Dataset rows
>> Start

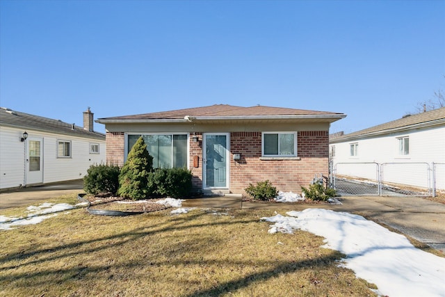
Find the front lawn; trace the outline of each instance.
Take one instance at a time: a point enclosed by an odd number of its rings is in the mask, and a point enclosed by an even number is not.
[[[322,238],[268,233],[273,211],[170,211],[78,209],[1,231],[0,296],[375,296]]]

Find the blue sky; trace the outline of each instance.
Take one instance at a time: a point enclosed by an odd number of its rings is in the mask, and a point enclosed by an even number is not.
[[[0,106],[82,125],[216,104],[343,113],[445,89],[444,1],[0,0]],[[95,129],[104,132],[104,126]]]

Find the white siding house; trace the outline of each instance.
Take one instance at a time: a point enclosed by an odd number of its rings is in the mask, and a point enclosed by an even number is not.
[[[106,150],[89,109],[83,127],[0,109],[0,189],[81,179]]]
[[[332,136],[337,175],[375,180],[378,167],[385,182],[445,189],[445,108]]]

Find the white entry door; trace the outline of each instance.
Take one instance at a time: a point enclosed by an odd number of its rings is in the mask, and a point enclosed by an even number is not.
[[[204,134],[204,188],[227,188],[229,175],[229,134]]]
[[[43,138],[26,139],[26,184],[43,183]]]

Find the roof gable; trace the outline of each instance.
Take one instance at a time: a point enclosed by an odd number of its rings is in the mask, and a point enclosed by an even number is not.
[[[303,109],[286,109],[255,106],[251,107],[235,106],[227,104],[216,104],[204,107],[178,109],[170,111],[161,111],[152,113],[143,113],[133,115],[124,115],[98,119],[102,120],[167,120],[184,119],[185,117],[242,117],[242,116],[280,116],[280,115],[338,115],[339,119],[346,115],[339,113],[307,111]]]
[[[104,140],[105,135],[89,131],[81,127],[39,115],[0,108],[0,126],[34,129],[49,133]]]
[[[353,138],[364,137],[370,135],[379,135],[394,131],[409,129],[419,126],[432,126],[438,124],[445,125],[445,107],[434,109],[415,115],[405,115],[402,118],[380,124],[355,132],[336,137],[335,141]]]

>> End

## Aim of the exercise
Turn every line of the records above into a Markdown table with the columns "Row" and "Line," numbering each line and skipping blank ones. Leave the pictures out.

## Exercise solution
| Row | Line |
|---|---|
| 1 | Find the front lawn; trace the outline of each instance. |
| 2 | Take one instance at a time: a point enclosed by an odd number of its rings is in the mask, and a point enclosed by an even number is not. |
| 3 | [[[322,238],[268,233],[273,211],[170,211],[78,209],[1,231],[0,296],[375,296]]] |
| 4 | Find the blue sky; trace the outline of each instance. |
| 5 | Take one instance at a time: a point enclosed by an odd number of its rings is in the mask, and a point enclosed by an even number is not. |
| 6 | [[[0,106],[82,125],[216,104],[343,113],[445,89],[444,1],[0,0]],[[95,129],[104,132],[104,126]]] |
| 7 | Find the white siding house; trace the outline of each instance. |
| 8 | Take one instance at a time: a point enclosed by an odd number of its rings is in the mask, and a point enclosed by an even number is not. |
| 9 | [[[106,150],[89,109],[83,127],[0,109],[0,189],[81,179]]] |
| 10 | [[[332,136],[337,175],[375,180],[378,167],[385,182],[445,189],[445,108]]] |
| 11 | Find the white entry door; trace the outline of each instance. |
| 12 | Take one instance at a time: a point enclosed by an odd number of its rings is in the mask, and a point enclosed by an even number is not. |
| 13 | [[[204,134],[204,188],[227,188],[229,175],[229,134]]] |
| 14 | [[[43,138],[26,139],[26,184],[43,183]]] |
| 15 | Find the roof gable; trace the outline of each instance. |
| 16 | Take one instance at a time: a point enclosed by an odd number of its rings is in the mask, and a point enclosed by an even number is not. |
| 17 | [[[303,109],[286,109],[255,106],[251,107],[235,106],[227,104],[216,104],[204,107],[178,109],[170,111],[161,111],[152,113],[143,113],[133,115],[124,115],[98,119],[102,120],[167,120],[184,119],[185,117],[242,117],[242,116],[280,116],[280,115],[338,115],[339,119],[346,115],[339,113],[307,111]]] |
| 18 | [[[104,140],[105,135],[89,131],[81,127],[39,115],[0,108],[0,126],[34,129],[49,133]]] |
| 19 | [[[353,138],[364,137],[370,135],[379,135],[394,131],[409,129],[419,126],[432,126],[438,124],[445,125],[445,107],[434,109],[415,115],[405,115],[402,118],[380,124],[355,132],[336,137],[335,141]]] |